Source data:
——————

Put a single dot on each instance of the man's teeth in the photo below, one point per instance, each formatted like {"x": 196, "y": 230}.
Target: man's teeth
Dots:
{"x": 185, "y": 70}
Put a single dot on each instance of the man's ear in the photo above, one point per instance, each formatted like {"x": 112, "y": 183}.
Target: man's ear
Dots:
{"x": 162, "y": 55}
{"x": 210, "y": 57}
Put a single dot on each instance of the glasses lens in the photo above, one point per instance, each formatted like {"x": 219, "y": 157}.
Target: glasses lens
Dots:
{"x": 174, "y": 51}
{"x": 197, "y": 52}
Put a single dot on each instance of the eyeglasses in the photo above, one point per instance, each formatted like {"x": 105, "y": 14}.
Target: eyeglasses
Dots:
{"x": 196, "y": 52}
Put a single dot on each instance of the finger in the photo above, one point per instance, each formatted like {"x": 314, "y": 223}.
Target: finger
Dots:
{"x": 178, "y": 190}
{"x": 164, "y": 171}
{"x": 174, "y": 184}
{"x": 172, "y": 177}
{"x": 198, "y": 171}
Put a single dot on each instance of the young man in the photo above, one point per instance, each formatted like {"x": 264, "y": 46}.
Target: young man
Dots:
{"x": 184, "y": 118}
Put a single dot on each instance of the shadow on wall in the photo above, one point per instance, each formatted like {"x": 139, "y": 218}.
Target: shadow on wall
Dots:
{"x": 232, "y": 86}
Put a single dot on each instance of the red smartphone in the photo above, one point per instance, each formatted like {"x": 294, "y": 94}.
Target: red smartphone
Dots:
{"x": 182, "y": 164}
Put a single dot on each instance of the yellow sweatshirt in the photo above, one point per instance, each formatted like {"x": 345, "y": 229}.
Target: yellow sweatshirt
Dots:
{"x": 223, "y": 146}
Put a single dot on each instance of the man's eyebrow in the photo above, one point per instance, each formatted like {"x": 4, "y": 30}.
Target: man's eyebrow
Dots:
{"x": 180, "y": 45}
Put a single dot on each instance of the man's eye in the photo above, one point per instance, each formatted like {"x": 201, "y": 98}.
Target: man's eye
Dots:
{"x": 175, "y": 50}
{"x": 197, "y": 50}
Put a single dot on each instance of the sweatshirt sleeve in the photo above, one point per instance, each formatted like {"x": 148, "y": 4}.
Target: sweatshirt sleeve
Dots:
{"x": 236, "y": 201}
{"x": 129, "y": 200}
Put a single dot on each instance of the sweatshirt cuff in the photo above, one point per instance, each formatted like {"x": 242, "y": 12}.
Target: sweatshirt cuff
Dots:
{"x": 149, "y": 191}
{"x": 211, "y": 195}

——————

**EXERCISE BRIEF:** Can you write out all the items above again, replacing "Target" with "Label" wherever it appears and changing nothing else?

**EXPECTED ANSWER:**
Put a single dot on each instance of the man's teeth in the photo below, one point per instance, each formatted like {"x": 196, "y": 230}.
Label: man's teeth
Dots:
{"x": 185, "y": 70}
Put a single dot on each instance of the man's ear in the photo above, one point per instance, each formatted like {"x": 112, "y": 183}.
Label: man's ear
Dots:
{"x": 162, "y": 55}
{"x": 210, "y": 57}
Put a single dot on each instance of the glasses lens in the photo above, one point per instance, each formatted like {"x": 219, "y": 157}.
Label: glasses lens
Dots:
{"x": 174, "y": 51}
{"x": 197, "y": 52}
Put a single dot on each instance of the eyeglasses in the photo above, one point per instance, each formatted like {"x": 105, "y": 14}.
Label: eyeglasses
Dots:
{"x": 196, "y": 52}
Put a single dot on each instance of the finger in the photo above, one point per instance, each formatted like {"x": 314, "y": 223}.
Label: finger
Dots:
{"x": 178, "y": 190}
{"x": 164, "y": 171}
{"x": 174, "y": 184}
{"x": 172, "y": 177}
{"x": 198, "y": 171}
Put a single dot on each instance of the young man in the photo above, one point per instance, each formatted like {"x": 264, "y": 46}.
Label: young man
Dots:
{"x": 184, "y": 118}
Put a single dot on each instance of the shadow on wall in the photo above, one point per instance, each formatted like {"x": 139, "y": 218}.
Label: shadow on wall
Dots:
{"x": 232, "y": 86}
Put a single dot on each instance of the red smartphone in the photo above, one point per instance, each formatted like {"x": 294, "y": 94}.
Label: red smartphone
Dots:
{"x": 182, "y": 164}
Put a single dot on each instance of the yellow sweatshirt in the photo above, one point per instance, each formatted like {"x": 345, "y": 229}.
Label: yellow sweatshirt
Dots:
{"x": 223, "y": 146}
Put a single dot on each instance of the man's eyebrow in the photo above, one point per instance, each formatted like {"x": 4, "y": 30}.
Label: man's eyebrow
Dots:
{"x": 180, "y": 45}
Put a single dot on each instance of the man's eye in the photo above, one point per instance, each formatted like {"x": 201, "y": 98}.
Label: man's eye
Dots:
{"x": 175, "y": 50}
{"x": 197, "y": 50}
Put a single dot on each instance of the sweatshirt sleeve in the photo above, one point per instance, each formatted like {"x": 148, "y": 4}.
Label: sweatshirt sleeve
Dots:
{"x": 236, "y": 201}
{"x": 129, "y": 200}
Put a single dot on each instance of the sweatshirt cuff in the photo above, one point per instance, each formatted like {"x": 242, "y": 12}.
Label: sweatshirt cuff
Dots:
{"x": 149, "y": 191}
{"x": 211, "y": 195}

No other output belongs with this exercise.